Task: Every record must be output verbatim in the reply.

Region pointing data

_ _ _ _ _

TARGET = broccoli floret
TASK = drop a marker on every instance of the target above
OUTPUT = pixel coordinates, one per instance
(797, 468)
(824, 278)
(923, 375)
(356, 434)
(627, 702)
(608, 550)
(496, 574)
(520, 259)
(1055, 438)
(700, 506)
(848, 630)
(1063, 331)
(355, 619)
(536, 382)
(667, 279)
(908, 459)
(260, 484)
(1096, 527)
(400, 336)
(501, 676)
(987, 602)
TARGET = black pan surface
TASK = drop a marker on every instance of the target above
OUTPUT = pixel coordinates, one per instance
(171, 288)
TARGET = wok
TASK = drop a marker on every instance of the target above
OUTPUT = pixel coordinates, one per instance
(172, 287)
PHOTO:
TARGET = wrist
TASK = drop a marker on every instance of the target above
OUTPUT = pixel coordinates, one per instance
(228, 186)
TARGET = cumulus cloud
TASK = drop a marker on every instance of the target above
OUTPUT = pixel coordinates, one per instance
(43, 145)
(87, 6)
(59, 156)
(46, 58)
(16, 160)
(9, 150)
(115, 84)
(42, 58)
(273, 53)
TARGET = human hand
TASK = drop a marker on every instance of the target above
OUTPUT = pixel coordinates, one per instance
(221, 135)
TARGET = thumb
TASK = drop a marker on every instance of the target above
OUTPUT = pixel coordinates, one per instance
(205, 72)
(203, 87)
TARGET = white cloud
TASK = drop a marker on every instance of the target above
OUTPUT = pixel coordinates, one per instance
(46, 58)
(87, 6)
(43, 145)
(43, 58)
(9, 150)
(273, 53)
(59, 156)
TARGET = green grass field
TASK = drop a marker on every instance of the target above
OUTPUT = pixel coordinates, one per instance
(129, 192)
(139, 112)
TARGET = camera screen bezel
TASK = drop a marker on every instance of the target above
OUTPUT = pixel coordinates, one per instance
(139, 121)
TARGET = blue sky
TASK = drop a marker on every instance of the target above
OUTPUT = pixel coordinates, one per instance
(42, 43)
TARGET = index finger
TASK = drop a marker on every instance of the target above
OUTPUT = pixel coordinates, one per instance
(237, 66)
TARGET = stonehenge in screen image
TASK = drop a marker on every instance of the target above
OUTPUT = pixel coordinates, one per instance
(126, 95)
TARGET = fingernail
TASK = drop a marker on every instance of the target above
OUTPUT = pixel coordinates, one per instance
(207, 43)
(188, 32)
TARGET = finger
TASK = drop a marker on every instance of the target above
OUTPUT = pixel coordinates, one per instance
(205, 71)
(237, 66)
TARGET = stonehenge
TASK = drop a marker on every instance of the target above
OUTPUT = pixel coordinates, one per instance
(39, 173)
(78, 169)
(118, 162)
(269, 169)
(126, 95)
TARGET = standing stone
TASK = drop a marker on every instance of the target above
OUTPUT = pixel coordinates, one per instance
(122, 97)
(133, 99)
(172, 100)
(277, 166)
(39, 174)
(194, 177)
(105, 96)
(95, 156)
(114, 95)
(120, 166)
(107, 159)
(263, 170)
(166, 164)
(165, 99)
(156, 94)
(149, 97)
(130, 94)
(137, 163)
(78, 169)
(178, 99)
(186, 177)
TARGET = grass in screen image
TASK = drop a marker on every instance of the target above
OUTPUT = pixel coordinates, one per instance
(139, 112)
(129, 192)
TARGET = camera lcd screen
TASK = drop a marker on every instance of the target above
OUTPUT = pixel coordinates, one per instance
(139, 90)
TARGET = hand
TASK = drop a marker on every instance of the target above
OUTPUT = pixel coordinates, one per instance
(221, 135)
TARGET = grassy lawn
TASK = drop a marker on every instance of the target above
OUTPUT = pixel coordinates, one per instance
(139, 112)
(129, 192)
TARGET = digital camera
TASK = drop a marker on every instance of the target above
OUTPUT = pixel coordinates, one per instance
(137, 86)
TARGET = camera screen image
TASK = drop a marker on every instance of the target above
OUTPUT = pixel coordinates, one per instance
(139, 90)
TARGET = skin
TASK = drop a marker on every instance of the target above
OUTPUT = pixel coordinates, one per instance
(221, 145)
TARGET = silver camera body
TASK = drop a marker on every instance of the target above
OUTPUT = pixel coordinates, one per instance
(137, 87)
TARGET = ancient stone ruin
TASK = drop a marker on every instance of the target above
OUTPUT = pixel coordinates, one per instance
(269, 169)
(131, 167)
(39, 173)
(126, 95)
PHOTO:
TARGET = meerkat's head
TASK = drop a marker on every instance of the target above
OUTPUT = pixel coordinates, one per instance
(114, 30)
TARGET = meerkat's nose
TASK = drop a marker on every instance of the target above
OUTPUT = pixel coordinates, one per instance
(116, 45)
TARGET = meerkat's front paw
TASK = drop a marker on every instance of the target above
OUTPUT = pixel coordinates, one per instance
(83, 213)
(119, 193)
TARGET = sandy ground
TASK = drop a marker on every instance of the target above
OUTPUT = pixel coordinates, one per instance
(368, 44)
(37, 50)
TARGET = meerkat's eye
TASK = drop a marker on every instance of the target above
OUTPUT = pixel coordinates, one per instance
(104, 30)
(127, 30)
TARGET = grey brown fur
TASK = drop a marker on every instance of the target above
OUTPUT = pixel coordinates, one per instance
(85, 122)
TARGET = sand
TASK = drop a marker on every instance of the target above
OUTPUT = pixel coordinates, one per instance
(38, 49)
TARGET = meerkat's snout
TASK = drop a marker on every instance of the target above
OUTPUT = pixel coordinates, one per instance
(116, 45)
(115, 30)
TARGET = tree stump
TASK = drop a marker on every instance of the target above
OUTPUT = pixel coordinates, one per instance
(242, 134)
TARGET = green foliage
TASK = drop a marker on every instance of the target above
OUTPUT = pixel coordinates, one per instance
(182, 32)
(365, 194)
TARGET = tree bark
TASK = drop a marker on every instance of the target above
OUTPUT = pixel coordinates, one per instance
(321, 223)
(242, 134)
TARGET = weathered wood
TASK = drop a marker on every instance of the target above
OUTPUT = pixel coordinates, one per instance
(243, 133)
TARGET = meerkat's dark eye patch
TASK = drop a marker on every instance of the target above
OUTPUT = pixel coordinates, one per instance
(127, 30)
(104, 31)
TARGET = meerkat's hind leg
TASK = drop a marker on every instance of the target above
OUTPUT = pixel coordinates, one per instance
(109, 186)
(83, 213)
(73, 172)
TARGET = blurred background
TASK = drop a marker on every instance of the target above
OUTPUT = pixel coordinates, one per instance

_ _ _ _ _

Response:
TARGET = broccoli floret
TASK = drop a marker on every instance of the target above
OUTPUT = pixel coordinates, one per instance
(797, 468)
(824, 278)
(923, 375)
(356, 434)
(627, 702)
(608, 550)
(496, 574)
(520, 259)
(1055, 438)
(700, 506)
(848, 630)
(1063, 331)
(355, 619)
(536, 382)
(667, 279)
(908, 459)
(260, 484)
(1096, 527)
(400, 336)
(501, 676)
(987, 602)
TARGET = black pan surface
TASK = drop a marker on every instance of the target above
OUTPUT = pixel coordinates, one per instance
(171, 288)
TARGET = wok
TASK = drop a marker on every instance of the target above
OUTPUT = pixel coordinates, one per instance
(172, 287)
PHOTO:
TARGET = wrist
TASK = drop a marker on every instance of the target above
OUTPUT = pixel coordinates, one per instance
(228, 186)
TARGET = cumulus cloud
TASK = drop a marker on every instance of the target above
OUTPUT = pixel coordinates, one per instance
(43, 145)
(87, 6)
(59, 156)
(46, 58)
(16, 160)
(9, 150)
(115, 84)
(42, 58)
(273, 53)
TARGET = human hand
TASK = drop a marker on every instance of the target above
OUTPUT = pixel coordinates, one per instance
(221, 135)
TARGET = thumb
TASK = drop a marker on every instance of the target above
OUTPUT = pixel coordinates, one per instance
(205, 72)
(203, 87)
TARGET = white cloud
TASK = drop a marker on every instance of the target above
OUTPUT = pixel coordinates, one per instance
(46, 58)
(87, 6)
(43, 145)
(43, 58)
(9, 150)
(273, 53)
(59, 156)
TARGET = green grass field
TASK = drop a marker on every instance of the target above
OUTPUT = pixel coordinates, one per instance
(129, 192)
(139, 112)
TARGET = camera screen bezel
TASK = drop a marker on every instance of the target above
OUTPUT = pixel coordinates, one per instance
(139, 121)
TARGET = blue sky
TASK = drop a marker on every instance of the target above
OUTPUT = pixel coordinates, one per instance
(42, 43)
TARGET = index finger
TASK = drop a marker on every instance of the target above
OUTPUT = pixel coordinates, one per instance
(237, 66)
TARGET = stonehenge in screen image
TASK = drop a marker on every instance of the target above
OUTPUT = pixel coordinates, one per instance
(126, 95)
TARGET = fingernail
TASK = drop a marker on every instance of the target above
OUTPUT = pixel coordinates, one per instance
(207, 43)
(188, 32)
TARGET = finger
TASK = drop a marker on every instance of the target above
OUTPUT = pixel coordinates, one per instance
(205, 71)
(237, 66)
TARGET = stonehenge
TASK = drop a marker on every instance of the target above
OUTPUT = pixel coordinates, one per instance
(39, 173)
(78, 169)
(118, 162)
(269, 169)
(126, 95)
TARGET = standing stone
TASK = drop a marker on every instance of the target above
OUTPUT = pixel coordinates, one per instance
(122, 97)
(133, 99)
(172, 100)
(277, 166)
(39, 174)
(194, 177)
(105, 96)
(95, 156)
(114, 95)
(120, 166)
(107, 159)
(263, 170)
(166, 164)
(165, 99)
(156, 94)
(149, 97)
(130, 94)
(137, 163)
(78, 169)
(178, 99)
(186, 177)
TARGET = grass in screen image
TASK = drop a marker on every instance of the target above
OUTPUT = pixel coordinates, one per instance
(139, 112)
(129, 192)
TARGET = camera lcd screen
TASK = drop a marker on every instance of the target above
OUTPUT = pixel coordinates, one per instance
(139, 90)
TARGET = hand
TASK = drop a marker on every instance of the target above
OUTPUT = pixel coordinates, one per instance
(221, 135)
TARGET = grassy lawn
TASK = drop a marker on every instance of the target above
OUTPUT = pixel coordinates, one per instance
(139, 112)
(129, 192)
TARGET = digital camera
TASK = drop a marker on every instance of the target above
OUTPUT = pixel coordinates, one per instance
(137, 86)
TARGET = camera screen image
TASK = drop a marker on every instance of the target above
OUTPUT = pixel coordinates, one per instance
(139, 90)
TARGET = skin
TASK = drop a marker on every instance of the target above
OUTPUT = pixel coordinates, one per instance
(221, 145)
TARGET = silver camera body
TASK = drop a marker on every instance of the target above
OUTPUT = pixel coordinates, one per instance
(137, 87)
TARGET = ancient stone ruin
TASK = drop a marker on every instance of the target above
OUTPUT = pixel coordinates, one per instance
(269, 169)
(131, 167)
(39, 173)
(126, 95)
PHOTO:
TARGET = meerkat's head
TASK = drop a marker on every instance of the target above
OUTPUT = pixel coordinates, one per instance
(114, 30)
TARGET = meerkat's nose
TASK = drop a marker on every instance of the target above
OUTPUT = pixel coordinates, one per instance
(116, 45)
TARGET = meerkat's front paw
TASK = drop a marker on every instance of the target above
OUTPUT = pixel coordinates, one per instance
(83, 213)
(119, 193)
TARGET = sandy ground
TASK = drop a marker on every instance of the target above
OUTPUT = pixel coordinates, one per instance
(368, 44)
(37, 50)
TARGET = meerkat's eye
TASK = drop a marker on every instance of the target above
OUTPUT = pixel coordinates, one per instance
(104, 30)
(127, 30)
TARGET = grey brown fur
TASK = drop a marker on every instance of the target above
OUTPUT = pixel coordinates, one per instance
(85, 122)
TARGET = sand
TASK = drop a marker on every instance of the target above
OUTPUT = pixel coordinates, one per instance
(38, 49)
TARGET = meerkat's snout
TASK = drop a marker on every instance of the target above
OUTPUT = pixel coordinates, one per instance
(116, 45)
(115, 30)
TARGET = tree stump
TASK = drop a marker on every instance of the target above
OUTPUT = pixel coordinates, one per instance
(242, 134)
TARGET = green foliage
TASK = drop a marker on every instance of the target above
OUTPUT = pixel coordinates, one per instance
(182, 32)
(365, 194)
TARGET = tree bark
TASK = drop a marker on every instance of the target above
OUTPUT = pixel coordinates, one per instance
(321, 223)
(242, 134)
TARGET = weathered wood
TASK = drop a marker on every instance of the target above
OUTPUT = pixel coordinates, one per instance
(243, 133)
TARGET = meerkat's dark eye patch
TASK = drop a marker on every instance of the target above
OUTPUT = pixel coordinates, one per instance
(127, 30)
(104, 31)
TARGET = meerkat's hind leg
TASK = drop a marker on every instance of the target above
OUTPUT = pixel coordinates, one per instance
(109, 186)
(83, 213)
(73, 172)
TARGET = blurred background
TASK = drop a marker on every instance of the target above
OUTPUT = pixel coordinates, one per instance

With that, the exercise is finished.